## Challenge
Pull out every line below that contains the string "horse". Treat uppercase and lowercase as different.

## Material for this exercise
────

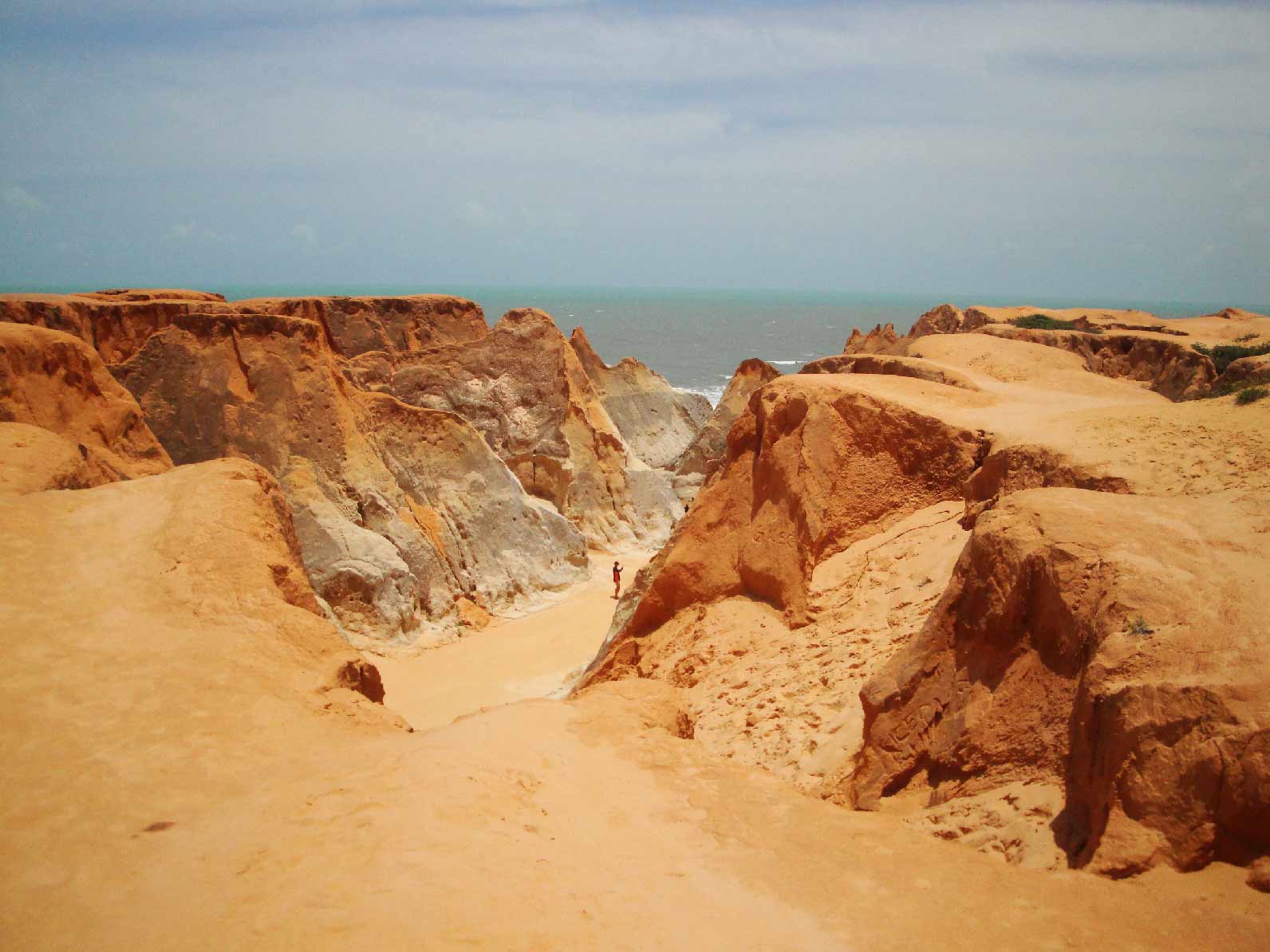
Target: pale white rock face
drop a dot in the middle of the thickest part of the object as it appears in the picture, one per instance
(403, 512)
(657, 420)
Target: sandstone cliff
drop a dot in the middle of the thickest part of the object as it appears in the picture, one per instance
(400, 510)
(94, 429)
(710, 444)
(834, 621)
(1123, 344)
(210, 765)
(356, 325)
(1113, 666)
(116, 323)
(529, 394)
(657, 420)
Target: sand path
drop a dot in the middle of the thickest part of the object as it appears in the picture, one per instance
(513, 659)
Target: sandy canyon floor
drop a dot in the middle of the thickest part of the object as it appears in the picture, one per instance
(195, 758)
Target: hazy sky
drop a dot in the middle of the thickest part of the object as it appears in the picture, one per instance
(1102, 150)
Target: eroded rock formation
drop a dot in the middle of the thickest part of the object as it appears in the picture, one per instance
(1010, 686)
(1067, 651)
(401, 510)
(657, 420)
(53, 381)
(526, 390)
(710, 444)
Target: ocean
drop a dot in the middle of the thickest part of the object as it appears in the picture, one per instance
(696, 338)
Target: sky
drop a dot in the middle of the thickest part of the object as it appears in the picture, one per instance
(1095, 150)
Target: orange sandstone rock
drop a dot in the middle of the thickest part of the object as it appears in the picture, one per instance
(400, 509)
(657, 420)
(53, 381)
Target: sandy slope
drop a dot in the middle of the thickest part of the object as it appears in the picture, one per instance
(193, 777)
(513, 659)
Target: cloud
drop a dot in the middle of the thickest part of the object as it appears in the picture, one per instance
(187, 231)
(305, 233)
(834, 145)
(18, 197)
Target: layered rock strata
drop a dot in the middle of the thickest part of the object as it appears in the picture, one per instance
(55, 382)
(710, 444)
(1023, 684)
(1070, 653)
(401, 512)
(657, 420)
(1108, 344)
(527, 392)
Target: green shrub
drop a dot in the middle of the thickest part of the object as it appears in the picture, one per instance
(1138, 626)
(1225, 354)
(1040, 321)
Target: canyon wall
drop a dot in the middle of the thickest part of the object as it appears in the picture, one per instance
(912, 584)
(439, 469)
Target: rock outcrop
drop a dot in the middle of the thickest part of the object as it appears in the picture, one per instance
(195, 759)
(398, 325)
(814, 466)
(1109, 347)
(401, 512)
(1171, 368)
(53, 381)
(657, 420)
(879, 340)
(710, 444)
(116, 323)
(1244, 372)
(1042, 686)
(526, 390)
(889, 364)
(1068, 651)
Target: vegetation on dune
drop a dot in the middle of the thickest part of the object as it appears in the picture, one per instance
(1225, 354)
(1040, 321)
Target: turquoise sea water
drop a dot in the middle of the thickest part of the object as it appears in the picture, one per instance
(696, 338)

────

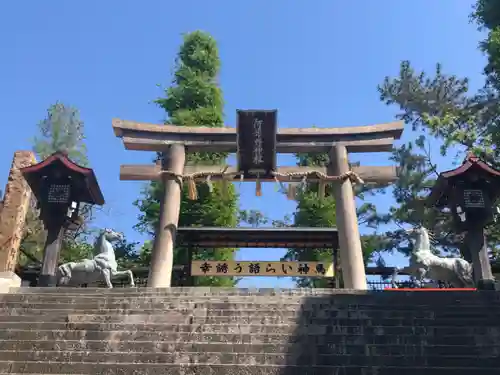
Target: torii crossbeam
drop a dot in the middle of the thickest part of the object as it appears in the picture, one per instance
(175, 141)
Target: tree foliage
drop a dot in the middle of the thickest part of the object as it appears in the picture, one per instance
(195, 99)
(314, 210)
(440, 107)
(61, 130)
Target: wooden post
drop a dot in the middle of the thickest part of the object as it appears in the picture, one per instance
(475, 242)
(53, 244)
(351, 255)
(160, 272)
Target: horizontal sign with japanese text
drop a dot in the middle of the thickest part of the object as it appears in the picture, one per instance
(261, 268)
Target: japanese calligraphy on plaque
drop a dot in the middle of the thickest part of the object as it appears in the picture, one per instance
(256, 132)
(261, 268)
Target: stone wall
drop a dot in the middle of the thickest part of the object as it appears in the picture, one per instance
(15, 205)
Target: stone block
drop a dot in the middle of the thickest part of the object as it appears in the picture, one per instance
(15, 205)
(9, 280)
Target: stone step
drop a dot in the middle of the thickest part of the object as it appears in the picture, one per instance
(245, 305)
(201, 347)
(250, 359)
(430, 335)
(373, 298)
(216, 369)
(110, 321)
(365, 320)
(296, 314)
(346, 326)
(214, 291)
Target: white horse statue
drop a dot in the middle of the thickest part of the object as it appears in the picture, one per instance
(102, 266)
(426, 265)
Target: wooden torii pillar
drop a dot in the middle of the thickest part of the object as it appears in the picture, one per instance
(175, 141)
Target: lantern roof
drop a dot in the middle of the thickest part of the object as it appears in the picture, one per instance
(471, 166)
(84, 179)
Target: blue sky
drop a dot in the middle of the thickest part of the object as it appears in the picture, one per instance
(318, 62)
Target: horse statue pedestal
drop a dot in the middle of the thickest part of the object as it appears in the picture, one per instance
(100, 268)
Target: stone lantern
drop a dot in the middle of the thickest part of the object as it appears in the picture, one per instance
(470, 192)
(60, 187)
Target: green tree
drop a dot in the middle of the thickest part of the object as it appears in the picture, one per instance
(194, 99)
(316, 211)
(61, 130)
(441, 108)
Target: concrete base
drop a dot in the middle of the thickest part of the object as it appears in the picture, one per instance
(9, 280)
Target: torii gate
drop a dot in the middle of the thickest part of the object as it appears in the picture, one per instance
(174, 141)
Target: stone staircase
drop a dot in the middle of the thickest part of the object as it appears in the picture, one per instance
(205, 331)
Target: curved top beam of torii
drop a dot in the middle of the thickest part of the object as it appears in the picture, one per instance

────

## The result
Target: white horse statue
Target: horse statue pedestal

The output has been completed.